Given text:
..............................
Whole presentation from Jameson can be downloaded here: 
http://www.scribd.com/doc/56416345

Tuesday, May 17, 2011

1st meeting debrief

Roger, Phil, Jonathan, and I met for the 1st meeting, a 2-hour discussion that ranged all the way from personal memories of the racial stratification in Detroit in the '70s, to a bit of local Portland stuff, and then onward to issues of immigration and postcolonial theory (although we didn't name it that exactly).  How we got there from the opening chapters in this book might appear to be mysterious, but it was more directly obvious if you were in the discussion.  But everything is connected to everything else, so you hang on for the ride that might veer off at any intersection or pause at some vista that looks out for as far as you can see.  

Some items of business and recent updates: 
  • AK Press told me on the phone that they lost our order, and besides they have 0 copies of our book.  This past month we assumed that the order was being shipped.  So... now with no books, I will be posting scanned in chapters for you to download.
..............................
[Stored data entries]
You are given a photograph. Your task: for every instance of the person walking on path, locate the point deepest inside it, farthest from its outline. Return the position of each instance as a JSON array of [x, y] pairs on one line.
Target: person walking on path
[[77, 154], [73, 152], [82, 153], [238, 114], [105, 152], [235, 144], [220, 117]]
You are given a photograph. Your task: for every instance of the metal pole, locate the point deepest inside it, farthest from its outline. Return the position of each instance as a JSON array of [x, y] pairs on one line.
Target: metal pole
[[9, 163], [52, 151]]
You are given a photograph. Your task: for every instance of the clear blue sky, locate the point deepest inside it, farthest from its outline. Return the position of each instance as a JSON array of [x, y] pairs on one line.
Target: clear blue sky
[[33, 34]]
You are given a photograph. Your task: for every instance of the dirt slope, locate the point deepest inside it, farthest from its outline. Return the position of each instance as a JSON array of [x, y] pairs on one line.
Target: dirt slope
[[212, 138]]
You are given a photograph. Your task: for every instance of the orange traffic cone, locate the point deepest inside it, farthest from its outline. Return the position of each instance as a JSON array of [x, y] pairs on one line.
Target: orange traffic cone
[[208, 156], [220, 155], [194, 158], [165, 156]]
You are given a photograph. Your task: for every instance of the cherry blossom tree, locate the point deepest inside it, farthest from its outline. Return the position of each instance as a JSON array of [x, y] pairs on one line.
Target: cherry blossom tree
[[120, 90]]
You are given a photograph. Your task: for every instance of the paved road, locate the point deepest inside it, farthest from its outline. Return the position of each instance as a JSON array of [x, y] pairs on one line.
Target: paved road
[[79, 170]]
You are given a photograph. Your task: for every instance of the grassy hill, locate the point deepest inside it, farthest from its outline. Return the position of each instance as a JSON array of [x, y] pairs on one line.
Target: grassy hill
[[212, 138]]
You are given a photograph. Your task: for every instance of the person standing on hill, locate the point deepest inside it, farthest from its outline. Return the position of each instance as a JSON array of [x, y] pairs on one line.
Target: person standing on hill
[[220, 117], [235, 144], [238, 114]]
..............................
Activities:
A: Edit the meeting debrief: begin at the words that include "Some items of", stop after "you to download.", and swap "AK Press" for "The distributor".
B: Please pick up the meeting debrief from where it stops and keep writing it.
The entries play no part in the work here.

Outputs in order:
A:
Some items of business and recent updates: 
  • The distributor told me on the phone that they lost our order, and besides they have 0 copies of our book.  This past month we assumed that the order was being shipped.  So... now with no books, I will be posting scanned in chapters for you to download.

B:
  • To avoid scheduling conflicts, our schedule is now revised (see above).
  • We opened by noting a local coincidence.  Martin Glaberman is mentioned (pg 16) as leading a study group on Marx's Das Kapital for the activists who went on to start a radical newspaper (Inner City Voice) and the union and then the League of Revolutionary Black Workers.  The coincidence is that our PDX IWW branch now has Glaberman's library -- some 2000 books -- but we still need to find an appropriate space for those books.